--- Start EXTRACTED ENTRIES ---

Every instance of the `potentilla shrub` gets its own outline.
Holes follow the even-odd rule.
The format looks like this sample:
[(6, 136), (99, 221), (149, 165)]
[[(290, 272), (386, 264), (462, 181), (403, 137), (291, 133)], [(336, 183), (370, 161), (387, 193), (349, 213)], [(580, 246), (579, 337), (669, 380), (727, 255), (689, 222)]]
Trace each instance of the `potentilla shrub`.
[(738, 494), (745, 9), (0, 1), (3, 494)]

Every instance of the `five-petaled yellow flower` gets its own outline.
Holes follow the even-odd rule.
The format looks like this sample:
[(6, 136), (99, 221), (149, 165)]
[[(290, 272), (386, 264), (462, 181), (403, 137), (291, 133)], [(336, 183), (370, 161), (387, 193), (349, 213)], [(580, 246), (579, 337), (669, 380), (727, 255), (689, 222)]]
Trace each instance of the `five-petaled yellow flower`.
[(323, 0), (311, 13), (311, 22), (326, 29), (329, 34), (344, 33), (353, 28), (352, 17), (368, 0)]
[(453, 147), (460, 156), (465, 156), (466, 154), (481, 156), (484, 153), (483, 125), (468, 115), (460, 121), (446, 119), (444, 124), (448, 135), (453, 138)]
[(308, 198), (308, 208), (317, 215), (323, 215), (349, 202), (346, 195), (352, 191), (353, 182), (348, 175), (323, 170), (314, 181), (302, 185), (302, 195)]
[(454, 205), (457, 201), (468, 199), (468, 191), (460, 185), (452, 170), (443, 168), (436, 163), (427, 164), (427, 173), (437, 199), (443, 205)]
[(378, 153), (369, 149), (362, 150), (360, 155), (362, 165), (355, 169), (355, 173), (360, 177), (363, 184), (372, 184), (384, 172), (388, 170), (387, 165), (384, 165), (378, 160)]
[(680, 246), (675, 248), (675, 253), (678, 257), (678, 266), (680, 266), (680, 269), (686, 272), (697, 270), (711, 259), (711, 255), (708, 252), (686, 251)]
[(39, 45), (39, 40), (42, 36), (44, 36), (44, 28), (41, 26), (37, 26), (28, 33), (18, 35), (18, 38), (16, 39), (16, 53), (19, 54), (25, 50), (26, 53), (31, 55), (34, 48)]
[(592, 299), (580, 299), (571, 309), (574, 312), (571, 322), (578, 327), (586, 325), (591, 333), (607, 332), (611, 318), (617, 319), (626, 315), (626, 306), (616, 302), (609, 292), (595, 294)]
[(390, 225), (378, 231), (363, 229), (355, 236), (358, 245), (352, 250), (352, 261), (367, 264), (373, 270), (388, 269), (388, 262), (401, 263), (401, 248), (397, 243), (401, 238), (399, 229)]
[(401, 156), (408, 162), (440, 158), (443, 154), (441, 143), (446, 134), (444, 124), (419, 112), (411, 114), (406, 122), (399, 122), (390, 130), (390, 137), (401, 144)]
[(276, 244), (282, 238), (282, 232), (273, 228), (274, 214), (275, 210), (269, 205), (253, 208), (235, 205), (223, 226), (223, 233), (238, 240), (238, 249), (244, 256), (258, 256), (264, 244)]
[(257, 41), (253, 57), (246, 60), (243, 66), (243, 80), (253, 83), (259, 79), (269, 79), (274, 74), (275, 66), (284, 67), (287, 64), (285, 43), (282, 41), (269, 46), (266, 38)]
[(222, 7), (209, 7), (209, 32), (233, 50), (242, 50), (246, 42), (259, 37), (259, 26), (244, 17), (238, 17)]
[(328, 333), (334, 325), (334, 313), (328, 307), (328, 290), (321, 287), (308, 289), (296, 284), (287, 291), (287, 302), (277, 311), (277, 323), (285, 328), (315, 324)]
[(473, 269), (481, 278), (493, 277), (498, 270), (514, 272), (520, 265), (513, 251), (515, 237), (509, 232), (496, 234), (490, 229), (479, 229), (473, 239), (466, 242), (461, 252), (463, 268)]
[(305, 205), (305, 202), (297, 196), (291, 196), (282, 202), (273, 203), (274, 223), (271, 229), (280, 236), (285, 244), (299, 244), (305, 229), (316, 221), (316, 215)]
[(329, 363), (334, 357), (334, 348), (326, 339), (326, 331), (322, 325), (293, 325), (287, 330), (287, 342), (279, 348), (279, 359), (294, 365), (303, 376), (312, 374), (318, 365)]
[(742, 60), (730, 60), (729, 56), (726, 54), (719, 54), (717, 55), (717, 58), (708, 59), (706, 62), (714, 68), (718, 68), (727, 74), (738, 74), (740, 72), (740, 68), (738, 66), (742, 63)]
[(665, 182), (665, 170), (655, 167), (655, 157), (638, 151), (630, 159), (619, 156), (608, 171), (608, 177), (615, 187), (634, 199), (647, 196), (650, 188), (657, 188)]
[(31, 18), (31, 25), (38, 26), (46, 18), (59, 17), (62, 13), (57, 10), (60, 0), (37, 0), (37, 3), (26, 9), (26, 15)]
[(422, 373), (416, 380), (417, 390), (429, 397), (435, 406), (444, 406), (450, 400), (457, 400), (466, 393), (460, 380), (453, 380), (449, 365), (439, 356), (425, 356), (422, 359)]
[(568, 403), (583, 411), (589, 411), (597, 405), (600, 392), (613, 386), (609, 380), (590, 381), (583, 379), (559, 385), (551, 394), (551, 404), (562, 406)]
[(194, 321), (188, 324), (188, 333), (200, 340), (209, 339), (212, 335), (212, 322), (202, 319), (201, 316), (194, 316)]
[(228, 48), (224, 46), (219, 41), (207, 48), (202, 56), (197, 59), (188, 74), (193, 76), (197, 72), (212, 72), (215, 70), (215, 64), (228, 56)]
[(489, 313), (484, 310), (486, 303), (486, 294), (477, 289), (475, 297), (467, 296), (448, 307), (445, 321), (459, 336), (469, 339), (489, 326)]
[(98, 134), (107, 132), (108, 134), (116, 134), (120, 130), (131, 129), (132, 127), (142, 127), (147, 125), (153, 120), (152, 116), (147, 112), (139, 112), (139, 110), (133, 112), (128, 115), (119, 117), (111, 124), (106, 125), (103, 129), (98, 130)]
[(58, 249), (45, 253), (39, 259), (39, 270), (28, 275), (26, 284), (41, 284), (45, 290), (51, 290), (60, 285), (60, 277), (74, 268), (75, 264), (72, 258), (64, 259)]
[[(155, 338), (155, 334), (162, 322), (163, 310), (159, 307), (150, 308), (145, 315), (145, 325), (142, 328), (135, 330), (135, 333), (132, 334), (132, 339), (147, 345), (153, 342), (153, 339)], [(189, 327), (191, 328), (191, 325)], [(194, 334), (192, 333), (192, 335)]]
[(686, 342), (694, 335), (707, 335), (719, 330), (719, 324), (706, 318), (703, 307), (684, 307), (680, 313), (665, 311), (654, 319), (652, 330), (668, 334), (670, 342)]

--- End EXTRACTED ENTRIES ---

**CHALLENGE**
Reproduce every item above, character for character and with nothing altered.

**RESULT FOR THIS TASK**
Every instance of the `potentilla shrub` gets its own outline.
Holes follow the even-odd rule.
The format looks like this sample:
[(6, 136), (99, 221), (149, 165)]
[[(290, 272), (386, 264), (462, 181), (403, 137), (291, 133)], [(336, 183), (370, 161), (387, 193), (349, 213)], [(580, 246), (579, 337), (669, 380), (727, 255), (689, 222)]]
Trace each instance of the `potentilla shrub`.
[(738, 494), (745, 9), (0, 1), (3, 494)]

Every instance of the `five-petaled yellow flower` gets its own outline.
Holes follow the even-odd rule.
The format looks like this sample:
[(6, 136), (99, 221), (149, 165)]
[[(290, 272), (386, 264), (462, 181), (403, 137), (291, 133)], [(336, 183), (370, 161), (387, 193), (349, 213)], [(580, 246), (579, 337), (669, 380), (727, 255), (689, 222)]]
Trace each instance of the `five-petaled yellow flower`.
[(323, 0), (311, 13), (311, 22), (326, 29), (329, 34), (344, 33), (353, 28), (352, 17), (368, 0)]
[(453, 147), (460, 156), (465, 156), (466, 154), (481, 156), (484, 153), (483, 125), (468, 115), (460, 121), (446, 119), (444, 124), (448, 135), (453, 138)]
[(308, 198), (308, 208), (317, 215), (323, 215), (349, 202), (346, 195), (352, 191), (353, 182), (348, 175), (323, 170), (314, 181), (302, 185), (302, 195)]
[(454, 205), (457, 201), (468, 199), (468, 191), (460, 185), (452, 170), (443, 168), (436, 163), (427, 164), (427, 173), (437, 199), (443, 205)]
[(378, 153), (369, 149), (362, 150), (360, 155), (362, 165), (355, 169), (355, 173), (360, 177), (363, 184), (372, 184), (384, 172), (388, 170), (387, 165), (384, 165), (378, 160)]
[(680, 246), (675, 248), (675, 253), (678, 257), (678, 266), (680, 266), (680, 269), (686, 272), (697, 270), (711, 259), (711, 255), (708, 252), (686, 251)]
[(39, 45), (39, 40), (42, 36), (44, 36), (44, 28), (41, 26), (37, 26), (28, 33), (18, 35), (18, 38), (16, 39), (16, 53), (19, 54), (25, 50), (26, 53), (31, 55), (34, 48)]
[(592, 299), (580, 299), (571, 309), (574, 312), (571, 322), (578, 327), (586, 325), (591, 333), (607, 332), (611, 318), (617, 319), (626, 315), (626, 306), (616, 302), (609, 292), (595, 294)]
[(390, 225), (378, 231), (363, 229), (355, 236), (358, 245), (352, 250), (352, 261), (367, 264), (373, 270), (388, 269), (388, 262), (401, 263), (401, 248), (397, 243), (401, 238), (399, 229)]
[(401, 156), (408, 162), (440, 158), (443, 154), (441, 143), (446, 134), (444, 124), (419, 112), (411, 114), (406, 122), (399, 122), (390, 130), (390, 137), (401, 144)]
[(276, 244), (282, 238), (282, 232), (273, 228), (274, 214), (275, 210), (269, 205), (253, 208), (235, 205), (223, 226), (223, 233), (238, 240), (238, 249), (244, 256), (258, 256), (264, 244)]
[(257, 41), (253, 57), (246, 60), (243, 66), (243, 80), (253, 83), (259, 79), (269, 79), (274, 74), (275, 66), (284, 67), (287, 64), (285, 43), (282, 41), (269, 46), (266, 38)]
[(222, 7), (209, 7), (209, 32), (233, 50), (242, 50), (246, 42), (259, 37), (259, 26), (244, 17), (238, 17)]
[(328, 333), (334, 325), (334, 313), (328, 307), (328, 290), (321, 287), (308, 289), (296, 284), (287, 291), (287, 302), (277, 311), (277, 323), (285, 328), (315, 324)]
[(473, 269), (481, 278), (493, 277), (498, 270), (514, 272), (520, 265), (513, 251), (515, 237), (509, 232), (496, 234), (490, 229), (479, 229), (473, 239), (466, 242), (461, 252), (463, 268)]
[(305, 205), (305, 202), (297, 196), (291, 196), (282, 202), (273, 203), (274, 223), (271, 229), (280, 236), (285, 244), (299, 244), (305, 229), (316, 221), (316, 215)]
[(329, 363), (334, 357), (334, 348), (326, 339), (326, 331), (322, 325), (293, 325), (287, 330), (287, 342), (279, 348), (279, 359), (294, 365), (303, 376), (312, 374), (318, 365)]
[(742, 60), (730, 60), (729, 56), (726, 54), (719, 54), (717, 55), (717, 58), (708, 59), (706, 62), (714, 68), (718, 68), (727, 74), (738, 74), (740, 72), (740, 68), (738, 66), (742, 63)]
[(665, 182), (665, 170), (655, 167), (655, 157), (638, 151), (630, 159), (619, 156), (608, 171), (608, 177), (615, 187), (634, 199), (647, 196), (650, 188), (657, 188)]
[(31, 18), (31, 25), (38, 26), (46, 18), (59, 17), (62, 13), (57, 10), (60, 0), (37, 0), (37, 3), (26, 9), (26, 15)]
[(422, 373), (416, 380), (417, 390), (429, 397), (435, 406), (444, 406), (450, 400), (457, 400), (466, 393), (460, 380), (453, 380), (449, 365), (439, 356), (425, 356), (422, 359)]
[(568, 403), (583, 411), (589, 411), (597, 405), (600, 392), (613, 386), (609, 380), (590, 381), (583, 379), (559, 385), (551, 394), (551, 404), (562, 406)]
[(194, 321), (188, 324), (188, 333), (200, 340), (209, 339), (212, 335), (212, 322), (202, 319), (201, 316), (194, 316)]
[(228, 48), (224, 46), (219, 41), (207, 48), (202, 56), (197, 59), (188, 74), (193, 76), (197, 72), (212, 72), (215, 70), (215, 64), (228, 56)]
[(489, 313), (484, 310), (486, 303), (486, 294), (477, 289), (475, 297), (467, 296), (448, 307), (445, 321), (459, 336), (469, 339), (489, 326)]
[(98, 134), (107, 132), (108, 134), (116, 134), (120, 130), (131, 129), (132, 127), (142, 127), (147, 125), (153, 120), (152, 116), (147, 112), (139, 112), (139, 110), (133, 112), (128, 115), (119, 117), (111, 124), (106, 125), (103, 129), (98, 130)]
[(58, 249), (45, 253), (39, 259), (39, 270), (28, 275), (26, 284), (41, 284), (45, 290), (51, 290), (60, 285), (60, 277), (74, 268), (75, 264), (72, 258), (64, 259)]
[[(155, 338), (155, 334), (162, 322), (163, 310), (159, 307), (150, 308), (145, 315), (145, 325), (142, 328), (135, 330), (135, 333), (132, 334), (132, 339), (147, 345), (153, 342), (153, 339)], [(189, 327), (191, 328), (191, 325)], [(194, 334), (192, 333), (192, 335)]]
[(686, 342), (694, 335), (707, 335), (719, 330), (719, 324), (706, 318), (703, 307), (684, 307), (680, 313), (665, 311), (654, 319), (652, 330), (668, 334), (670, 342)]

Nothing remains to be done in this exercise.